- ABOUT THIS EXERCISE -
Repeat every line of the following material exactly.
(Beginning of PROVIDED ENTRIES)
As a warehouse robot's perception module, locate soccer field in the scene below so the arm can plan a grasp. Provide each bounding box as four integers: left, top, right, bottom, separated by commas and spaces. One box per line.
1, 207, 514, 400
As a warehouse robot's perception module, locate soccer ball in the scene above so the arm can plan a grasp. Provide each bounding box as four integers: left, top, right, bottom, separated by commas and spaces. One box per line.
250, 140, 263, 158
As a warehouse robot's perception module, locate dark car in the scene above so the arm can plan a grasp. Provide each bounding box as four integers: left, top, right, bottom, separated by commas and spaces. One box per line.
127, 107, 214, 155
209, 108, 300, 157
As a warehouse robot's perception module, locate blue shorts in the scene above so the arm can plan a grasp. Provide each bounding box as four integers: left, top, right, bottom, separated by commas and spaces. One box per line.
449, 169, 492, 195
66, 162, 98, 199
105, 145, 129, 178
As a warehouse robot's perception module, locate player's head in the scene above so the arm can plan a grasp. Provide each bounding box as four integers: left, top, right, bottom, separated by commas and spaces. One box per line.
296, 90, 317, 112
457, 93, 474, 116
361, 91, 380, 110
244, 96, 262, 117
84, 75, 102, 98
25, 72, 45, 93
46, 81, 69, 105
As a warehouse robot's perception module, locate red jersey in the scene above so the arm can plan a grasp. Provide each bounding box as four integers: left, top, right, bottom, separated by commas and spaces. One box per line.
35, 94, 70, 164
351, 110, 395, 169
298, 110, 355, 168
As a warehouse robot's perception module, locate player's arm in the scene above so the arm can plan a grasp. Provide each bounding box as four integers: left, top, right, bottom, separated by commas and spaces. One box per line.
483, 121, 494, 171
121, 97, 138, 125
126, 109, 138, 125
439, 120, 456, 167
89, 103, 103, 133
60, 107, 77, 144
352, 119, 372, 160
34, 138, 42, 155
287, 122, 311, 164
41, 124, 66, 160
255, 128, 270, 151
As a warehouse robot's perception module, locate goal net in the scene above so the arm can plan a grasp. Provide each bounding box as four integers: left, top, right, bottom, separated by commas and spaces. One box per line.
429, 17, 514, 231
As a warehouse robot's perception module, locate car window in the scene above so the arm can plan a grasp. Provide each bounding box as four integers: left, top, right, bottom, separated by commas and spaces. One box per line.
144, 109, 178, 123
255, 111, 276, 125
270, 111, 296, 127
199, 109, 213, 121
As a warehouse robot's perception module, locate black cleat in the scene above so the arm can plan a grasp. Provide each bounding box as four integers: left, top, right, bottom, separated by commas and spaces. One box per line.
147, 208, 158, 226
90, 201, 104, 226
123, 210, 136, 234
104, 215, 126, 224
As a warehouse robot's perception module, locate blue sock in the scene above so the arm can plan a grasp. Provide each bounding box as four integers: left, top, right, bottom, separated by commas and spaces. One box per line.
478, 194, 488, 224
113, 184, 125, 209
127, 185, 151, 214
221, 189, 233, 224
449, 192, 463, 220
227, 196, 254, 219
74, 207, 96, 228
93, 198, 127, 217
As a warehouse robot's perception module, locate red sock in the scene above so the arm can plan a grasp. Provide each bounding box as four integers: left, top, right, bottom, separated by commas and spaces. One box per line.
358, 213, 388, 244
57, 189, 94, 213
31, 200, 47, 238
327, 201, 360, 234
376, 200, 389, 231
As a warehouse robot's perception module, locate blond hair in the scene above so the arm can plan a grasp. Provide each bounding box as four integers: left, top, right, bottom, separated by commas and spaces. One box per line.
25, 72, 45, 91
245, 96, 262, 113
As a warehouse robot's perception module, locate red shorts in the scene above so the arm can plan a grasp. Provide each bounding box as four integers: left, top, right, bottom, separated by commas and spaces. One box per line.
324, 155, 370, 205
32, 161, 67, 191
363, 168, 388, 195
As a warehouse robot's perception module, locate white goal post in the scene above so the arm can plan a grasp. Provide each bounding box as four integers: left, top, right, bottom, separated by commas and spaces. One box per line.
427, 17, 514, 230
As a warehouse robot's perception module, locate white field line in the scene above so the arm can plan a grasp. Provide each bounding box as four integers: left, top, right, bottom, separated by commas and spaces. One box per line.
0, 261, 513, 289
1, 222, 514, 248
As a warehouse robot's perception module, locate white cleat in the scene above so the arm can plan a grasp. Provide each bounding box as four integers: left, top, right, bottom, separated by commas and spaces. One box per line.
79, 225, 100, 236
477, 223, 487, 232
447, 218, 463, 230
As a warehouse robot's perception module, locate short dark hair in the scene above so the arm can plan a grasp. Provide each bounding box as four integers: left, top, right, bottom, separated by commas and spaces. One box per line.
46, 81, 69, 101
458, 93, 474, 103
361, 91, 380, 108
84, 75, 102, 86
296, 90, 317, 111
(End of PROVIDED ENTRIES)
- RESPONSE AREA -
As a warehouse robot's perception module, locate soccer field in the scene below so the arm can plan a grasp. Provide each bounding box as four integers: left, top, right, bottom, separated by commas and spaces. One box per line.
1, 207, 514, 400
As a warehouse robot's perception module, locate soccer ball in the scene above so the arm can plan a grasp. Provide each bounding box as four integers: left, top, right, bottom, separated by commas and spaces. One box per line.
250, 140, 263, 158
As a warehouse robot's perception module, locate dark car in the scene above so the arm can plan a grasp. Provide each bounding box as four integers: left, top, right, bottom, separated by commas and spaces. One box per line.
127, 107, 214, 155
209, 108, 300, 157
As a warehouse robot's perception module, locate blue shorts in the scene above so the arm can plan a grasp. Provide each bounding box as four integers: left, top, right, bottom, separated by commas and spaces. One box per line.
449, 169, 492, 195
66, 162, 98, 199
105, 145, 129, 178
As a warehouse robot's perception module, locate player's head in the scene above so the arm can plan a grasp. Provide each bounding box as four integers: left, top, right, bottom, separated by commas and spaces. One box per line.
296, 90, 317, 112
457, 93, 474, 116
361, 91, 380, 110
244, 96, 262, 117
84, 75, 102, 98
25, 72, 45, 93
46, 81, 69, 105
As a warehouse robot's perception module, locate red jersey in the scene above so the arm can plan a grasp. Provide each bounding box as four integers: left, top, right, bottom, separated by commas and spaces. One box per line.
35, 94, 70, 164
351, 110, 395, 169
298, 110, 355, 168
As a warehouse robot's perception module, locate player's arm in the scene above so the arm can plan a grasp. Provide each bounding box as four integers: left, top, right, bottom, separated by commas and spaces. One box per line.
483, 121, 494, 171
121, 97, 138, 125
126, 109, 138, 125
439, 120, 456, 167
89, 103, 103, 133
60, 107, 77, 144
352, 119, 372, 160
34, 138, 42, 155
287, 122, 311, 164
41, 124, 66, 160
255, 128, 270, 151
As a warehouse robot's perception module, locate goal net in the scene above so the arm can plan a grasp. Provide each bounding box as four integers: left, top, right, bottom, separated by commas and spaces. One box per line.
429, 17, 514, 231
As a warehouse robot's perception module, locate car window in the scene above so the arm can plan a grasp. Provide each bounding box as four integers: left, top, right, bottom, separated by commas and spaces. One box per line.
144, 109, 178, 123
255, 111, 276, 125
270, 111, 296, 127
199, 109, 213, 121
As a warehouse robot's perception module, locate black cleat in the scene above so the arm can plan a grasp. Provide each bounding box as four integers: left, top, right, bottom, separated by commas and spaces. One box per line.
147, 208, 158, 226
90, 201, 104, 226
123, 210, 136, 234
104, 215, 126, 224
As a warehouse robot's perception module, locate blue sock in the scene above so the arm can plan a grasp. Provide each bounding box as four integers: left, top, right, bottom, separated by commas and spaces. One box per line.
478, 194, 488, 224
113, 184, 125, 209
127, 185, 151, 214
221, 189, 233, 224
449, 192, 463, 220
227, 196, 254, 219
74, 207, 96, 228
93, 198, 127, 217
As a warehouse robot's perception module, locate red sock in the scene above so the arm can plan a grasp. Provide each bounding box as four integers: left, top, right, bottom, separated by commas and spaces. One box per line.
358, 213, 388, 244
57, 189, 94, 213
31, 200, 47, 238
327, 201, 360, 234
376, 200, 389, 231
As a warehouse robot's perception module, locate blond hair in the scene above so the arm can plan a grasp. Provide each bounding box as four integers: left, top, right, bottom, separated by commas and spaces. One box per line.
25, 72, 45, 91
245, 96, 262, 113
As a warehouse robot's perception module, locate red shorts in the scene above so the arm can plan a grasp. Provide each bounding box as four integers: left, top, right, bottom, separated by commas and spaces. One box per line.
324, 155, 370, 205
32, 161, 67, 191
363, 168, 388, 195
As a warehouse robot's perception module, locate white goal post in the scene above so the arm can plan a grasp. Provide each bounding box as four integers: left, top, right, bottom, separated by commas and spaces. One box per line.
427, 17, 514, 230
As a warehouse robot's perception module, locate white field line in the scene above so the arm can plan a grasp. Provide each bounding box as four integers: left, top, right, bottom, separated by commas and spaces. One box per line.
0, 261, 513, 289
1, 222, 514, 248
As a warehouse robot's perception module, locate white cleat in the scene above so the arm can plan a grasp. Provide each bounding box as four integers: left, top, right, bottom, separated by commas and spaces. One box per line.
79, 225, 100, 236
477, 223, 487, 232
447, 218, 463, 230
As a warehouse robot's perception module, locate short dark hair in the scene above so the arm can plan a grasp. Provide each bounding box as four integers: left, top, right, bottom, separated by commas and spaces. One box per line.
46, 81, 69, 101
458, 93, 474, 103
361, 91, 380, 108
84, 75, 102, 86
296, 90, 317, 111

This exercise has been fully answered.